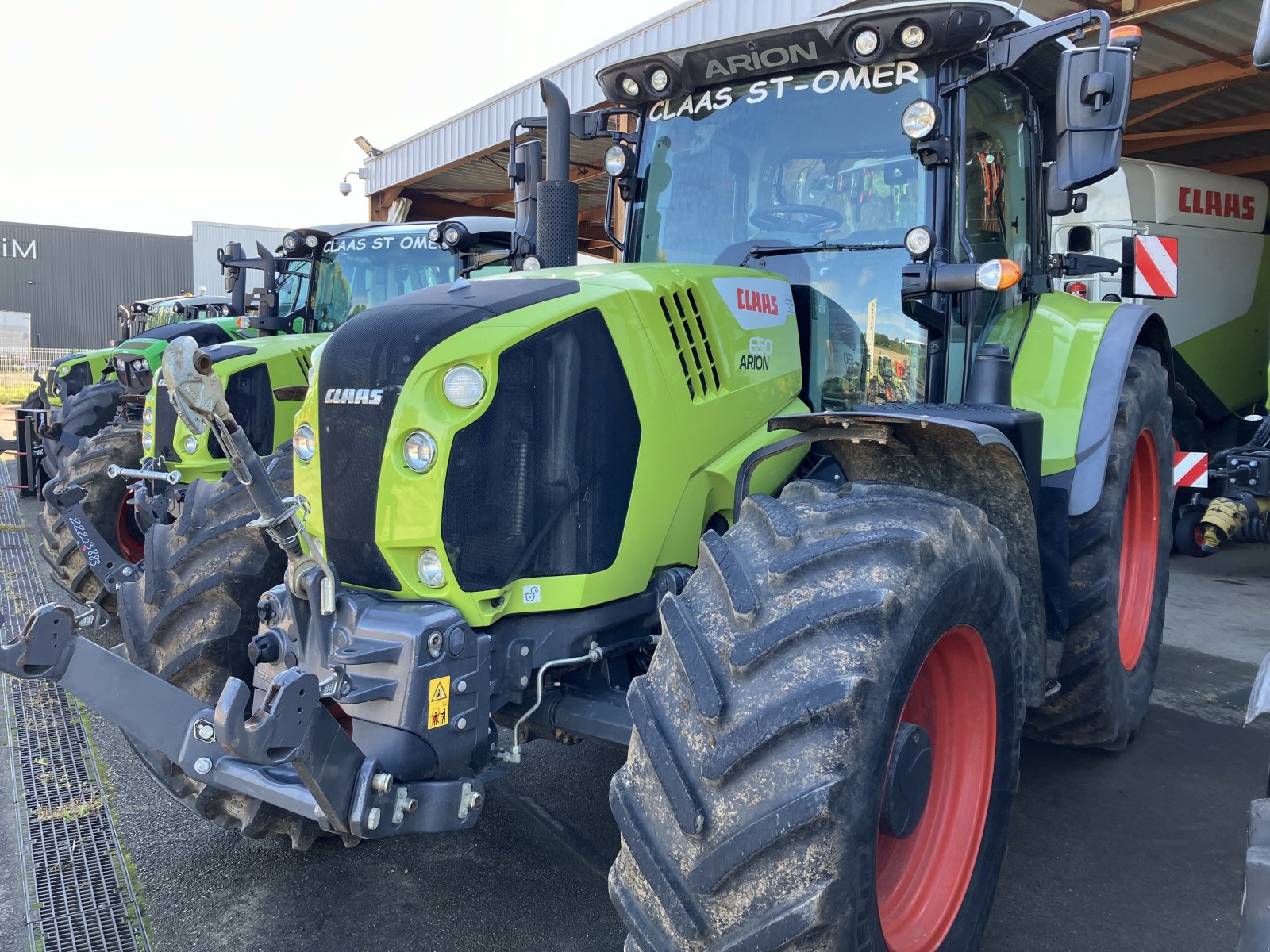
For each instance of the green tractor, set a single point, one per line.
(133, 474)
(83, 391)
(611, 503)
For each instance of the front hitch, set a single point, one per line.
(198, 397)
(291, 753)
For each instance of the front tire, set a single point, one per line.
(832, 651)
(107, 505)
(190, 620)
(1118, 578)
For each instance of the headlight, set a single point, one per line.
(918, 120)
(431, 571)
(304, 442)
(464, 386)
(421, 451)
(867, 42)
(912, 36)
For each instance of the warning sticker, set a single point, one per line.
(438, 702)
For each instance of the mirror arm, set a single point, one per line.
(1005, 52)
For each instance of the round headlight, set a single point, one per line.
(918, 241)
(432, 573)
(616, 160)
(304, 442)
(421, 451)
(912, 36)
(918, 120)
(464, 385)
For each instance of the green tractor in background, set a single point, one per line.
(88, 390)
(643, 505)
(135, 473)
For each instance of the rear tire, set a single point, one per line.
(190, 620)
(768, 720)
(83, 416)
(106, 505)
(1119, 575)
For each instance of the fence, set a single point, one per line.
(18, 371)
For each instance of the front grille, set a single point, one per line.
(540, 484)
(379, 351)
(249, 395)
(165, 425)
(691, 342)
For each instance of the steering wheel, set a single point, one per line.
(806, 219)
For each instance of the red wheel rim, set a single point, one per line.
(1140, 550)
(133, 541)
(922, 879)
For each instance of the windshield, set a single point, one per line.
(791, 162)
(362, 271)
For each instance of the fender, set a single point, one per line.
(959, 457)
(1070, 366)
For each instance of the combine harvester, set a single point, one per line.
(656, 505)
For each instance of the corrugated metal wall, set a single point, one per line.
(487, 125)
(210, 236)
(73, 279)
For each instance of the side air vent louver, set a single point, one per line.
(691, 342)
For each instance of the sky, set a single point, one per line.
(144, 116)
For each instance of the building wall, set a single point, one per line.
(71, 281)
(211, 236)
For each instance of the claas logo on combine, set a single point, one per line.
(355, 395)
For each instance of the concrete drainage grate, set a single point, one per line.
(79, 895)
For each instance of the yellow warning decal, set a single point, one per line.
(438, 702)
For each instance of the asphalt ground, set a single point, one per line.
(1138, 850)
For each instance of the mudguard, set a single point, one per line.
(1070, 362)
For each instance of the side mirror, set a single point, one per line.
(1094, 86)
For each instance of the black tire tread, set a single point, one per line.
(190, 617)
(727, 809)
(120, 444)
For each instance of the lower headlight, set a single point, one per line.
(432, 573)
(464, 385)
(304, 443)
(421, 451)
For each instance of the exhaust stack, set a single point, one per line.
(558, 196)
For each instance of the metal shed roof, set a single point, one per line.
(1197, 101)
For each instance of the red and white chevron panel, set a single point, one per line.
(1191, 470)
(1155, 266)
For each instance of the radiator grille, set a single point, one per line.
(691, 342)
(540, 484)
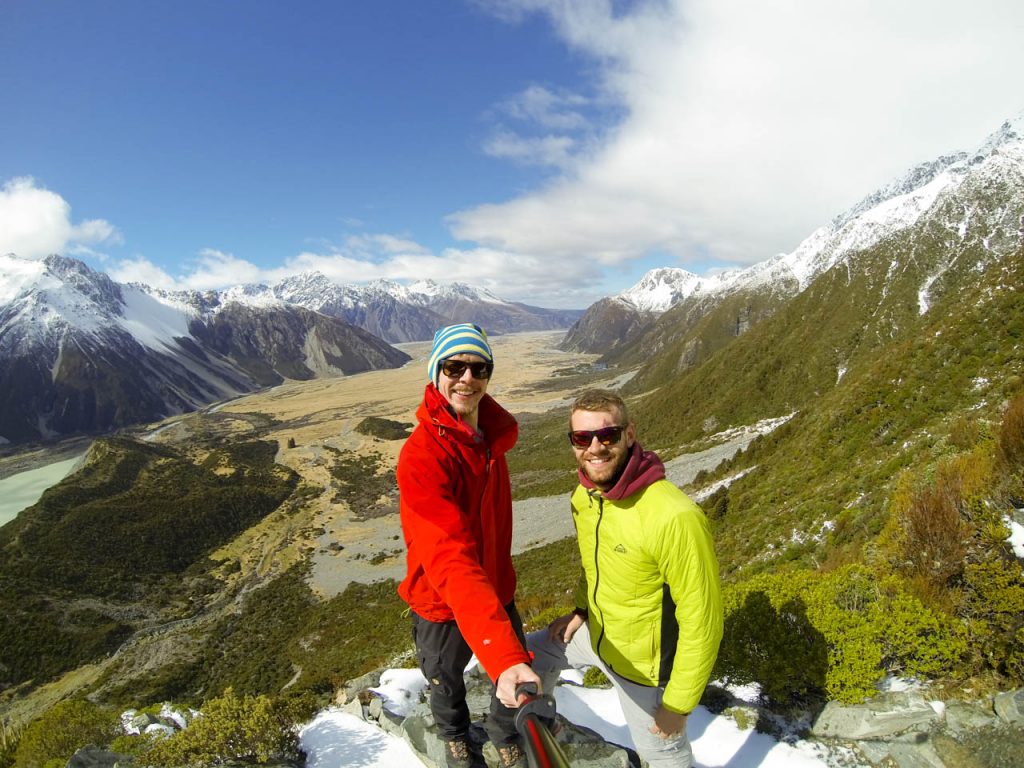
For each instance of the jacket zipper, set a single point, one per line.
(597, 565)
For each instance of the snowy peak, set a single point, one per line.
(451, 291)
(662, 289)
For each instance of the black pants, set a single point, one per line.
(443, 654)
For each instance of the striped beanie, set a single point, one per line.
(464, 338)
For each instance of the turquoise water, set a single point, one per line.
(24, 489)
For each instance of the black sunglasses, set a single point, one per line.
(605, 435)
(455, 369)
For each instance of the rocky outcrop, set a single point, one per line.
(583, 748)
(908, 730)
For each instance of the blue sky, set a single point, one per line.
(550, 151)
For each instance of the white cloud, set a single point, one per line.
(748, 125)
(547, 109)
(548, 151)
(36, 222)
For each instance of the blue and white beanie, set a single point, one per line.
(464, 338)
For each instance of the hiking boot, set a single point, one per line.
(460, 754)
(511, 756)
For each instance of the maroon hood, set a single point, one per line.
(642, 468)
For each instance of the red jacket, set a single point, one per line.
(456, 506)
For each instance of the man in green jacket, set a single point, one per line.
(649, 611)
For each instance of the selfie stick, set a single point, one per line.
(535, 710)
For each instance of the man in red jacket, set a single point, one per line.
(456, 505)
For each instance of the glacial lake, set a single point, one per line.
(24, 489)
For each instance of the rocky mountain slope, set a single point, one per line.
(973, 198)
(397, 312)
(82, 353)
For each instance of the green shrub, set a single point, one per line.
(61, 730)
(992, 604)
(253, 729)
(806, 636)
(9, 737)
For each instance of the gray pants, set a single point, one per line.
(639, 702)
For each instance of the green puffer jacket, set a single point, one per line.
(652, 591)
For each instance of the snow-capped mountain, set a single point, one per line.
(414, 312)
(974, 198)
(82, 353)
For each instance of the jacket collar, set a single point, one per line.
(499, 426)
(642, 468)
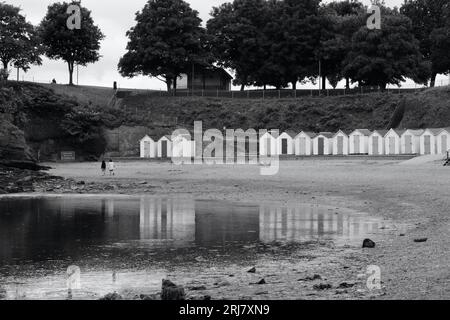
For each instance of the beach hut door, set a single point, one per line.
(375, 145)
(321, 143)
(408, 143)
(147, 149)
(391, 145)
(357, 145)
(427, 145)
(284, 150)
(340, 145)
(444, 144)
(164, 149)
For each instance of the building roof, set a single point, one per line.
(381, 132)
(310, 134)
(326, 134)
(365, 132)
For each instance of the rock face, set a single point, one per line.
(12, 143)
(170, 291)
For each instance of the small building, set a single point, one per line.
(428, 141)
(410, 141)
(376, 143)
(443, 141)
(267, 145)
(341, 144)
(205, 78)
(359, 141)
(165, 147)
(303, 144)
(148, 147)
(285, 143)
(323, 144)
(392, 142)
(183, 147)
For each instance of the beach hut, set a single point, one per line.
(359, 141)
(410, 141)
(323, 144)
(392, 142)
(376, 142)
(285, 143)
(428, 141)
(183, 147)
(267, 145)
(164, 147)
(303, 143)
(340, 144)
(148, 147)
(443, 141)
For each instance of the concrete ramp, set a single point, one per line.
(428, 159)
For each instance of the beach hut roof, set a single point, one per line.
(340, 131)
(434, 131)
(365, 132)
(381, 132)
(326, 134)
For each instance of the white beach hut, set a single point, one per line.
(285, 143)
(376, 142)
(443, 141)
(359, 141)
(303, 143)
(148, 147)
(183, 147)
(428, 141)
(164, 147)
(392, 142)
(410, 141)
(267, 145)
(340, 144)
(323, 144)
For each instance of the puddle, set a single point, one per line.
(41, 236)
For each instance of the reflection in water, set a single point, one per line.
(52, 228)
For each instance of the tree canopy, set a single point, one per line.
(166, 41)
(75, 47)
(19, 43)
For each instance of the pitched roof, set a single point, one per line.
(310, 134)
(381, 132)
(326, 134)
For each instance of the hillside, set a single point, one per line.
(41, 121)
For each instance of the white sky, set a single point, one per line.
(114, 18)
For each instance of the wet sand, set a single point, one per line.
(415, 199)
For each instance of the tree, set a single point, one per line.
(238, 42)
(166, 41)
(19, 43)
(386, 56)
(427, 16)
(75, 47)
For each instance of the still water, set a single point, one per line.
(40, 236)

● ● ● ● ● ● ●

§ **THE TASK**
Copy word for word every line of the records, from the line with "For each instance of the hillside, set" through the last line of the records.

§ **SOLUTION TO THIS TASK**
For each instance of the hillside, set a single point, one per line.
(41, 121)
For each instance of the white sky, set a single point, one per line.
(114, 18)
For each instance of the wet sand, set a single point, one per line.
(415, 199)
For each instance of the tree, set a single point, one per line.
(238, 42)
(166, 41)
(19, 43)
(386, 56)
(427, 16)
(75, 47)
For each instance of the still water, set a single point, one per line.
(40, 236)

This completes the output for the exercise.